**Directions for this task**:
Please write each entry out again exactly as shown.

**Information**:
BEGIN
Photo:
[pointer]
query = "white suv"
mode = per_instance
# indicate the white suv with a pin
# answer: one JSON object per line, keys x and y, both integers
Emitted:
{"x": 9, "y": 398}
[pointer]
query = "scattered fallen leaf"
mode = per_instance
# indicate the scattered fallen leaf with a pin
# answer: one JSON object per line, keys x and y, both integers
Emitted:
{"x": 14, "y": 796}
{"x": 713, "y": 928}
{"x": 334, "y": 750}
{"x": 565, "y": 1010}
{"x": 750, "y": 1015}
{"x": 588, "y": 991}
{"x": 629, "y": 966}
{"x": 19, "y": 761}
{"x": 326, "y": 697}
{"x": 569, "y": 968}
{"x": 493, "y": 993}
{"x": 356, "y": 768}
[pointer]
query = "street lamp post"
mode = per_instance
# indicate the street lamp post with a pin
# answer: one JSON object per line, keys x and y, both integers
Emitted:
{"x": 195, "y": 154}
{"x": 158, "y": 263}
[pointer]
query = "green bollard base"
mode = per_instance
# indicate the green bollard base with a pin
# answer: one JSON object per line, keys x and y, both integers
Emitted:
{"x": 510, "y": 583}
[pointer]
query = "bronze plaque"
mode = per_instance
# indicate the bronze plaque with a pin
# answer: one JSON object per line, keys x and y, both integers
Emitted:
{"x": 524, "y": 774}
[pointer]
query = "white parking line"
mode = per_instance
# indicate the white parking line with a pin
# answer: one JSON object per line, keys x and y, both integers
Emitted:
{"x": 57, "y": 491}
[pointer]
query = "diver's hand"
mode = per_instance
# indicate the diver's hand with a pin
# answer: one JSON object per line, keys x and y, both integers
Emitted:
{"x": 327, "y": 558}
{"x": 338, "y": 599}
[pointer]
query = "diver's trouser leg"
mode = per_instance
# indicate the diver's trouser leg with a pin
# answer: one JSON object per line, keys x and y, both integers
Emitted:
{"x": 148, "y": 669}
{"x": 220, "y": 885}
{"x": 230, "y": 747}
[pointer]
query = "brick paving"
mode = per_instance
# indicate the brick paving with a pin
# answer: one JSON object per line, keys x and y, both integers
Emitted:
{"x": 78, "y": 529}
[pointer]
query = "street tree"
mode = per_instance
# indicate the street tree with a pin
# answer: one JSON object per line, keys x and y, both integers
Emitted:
END
**Solution for this problem**:
Photo:
[pointer]
query = "white suv"
mode = per_instance
# indicate the white suv with a pin
# answer: one JSON object per line, keys x and y, both integers
Emitted:
{"x": 9, "y": 398}
[pointer]
query = "scattered fallen leaf"
mode = per_instance
# indicate the scattered fallen leaf with a pin
# answer: one JSON object per line, keys x and y, both integers
Emitted:
{"x": 14, "y": 796}
{"x": 713, "y": 928}
{"x": 334, "y": 750}
{"x": 565, "y": 1010}
{"x": 750, "y": 1015}
{"x": 588, "y": 991}
{"x": 629, "y": 966}
{"x": 19, "y": 761}
{"x": 326, "y": 697}
{"x": 569, "y": 968}
{"x": 493, "y": 993}
{"x": 356, "y": 768}
[pointer]
query = "street lamp post"
mode = per_instance
# indicate the street lamp post with a pin
# answer: one JSON object per line, keys x and y, both integers
Emitted:
{"x": 195, "y": 154}
{"x": 158, "y": 263}
[pointer]
query = "green bollard base"
mode = per_instance
# indicate the green bollard base with a pin
# answer: one JSON object per line, keys x and y, both integers
Emitted:
{"x": 510, "y": 583}
[pointer]
query = "bronze plaque"
mode = per_instance
# indicate the bronze plaque with a pin
# answer: one JSON object per line, keys x and y, both integers
Emitted:
{"x": 524, "y": 774}
[pointer]
query = "white parking line"
mode = per_instance
# indicate the white parking line with a pin
# answer: one JSON object per line, keys x and y, both integers
Emitted:
{"x": 57, "y": 491}
[pointer]
query = "diver's hand"
mode = per_instance
# indicate the diver's hand with a pin
# answer: one JSON object per line, keys x and y, both integers
Emitted:
{"x": 327, "y": 558}
{"x": 338, "y": 599}
[pointer]
query = "diver's trouser leg"
mode = per_instance
# indicate the diver's trouser leg with a pin
# answer: one JSON object per line, keys x and y, both integers
Emitted:
{"x": 148, "y": 669}
{"x": 220, "y": 885}
{"x": 230, "y": 747}
[pointer]
query = "brick paving"
mode = per_instance
# indicate the brick paving with a pin
# answer: one JSON object per line, keys x and y, both integers
Emitted:
{"x": 78, "y": 529}
[pointer]
query = "street tree"
mode = per_instance
# indicate the street tree with a pin
# answer: one JSON object per line, keys x and y, both integers
Emitted:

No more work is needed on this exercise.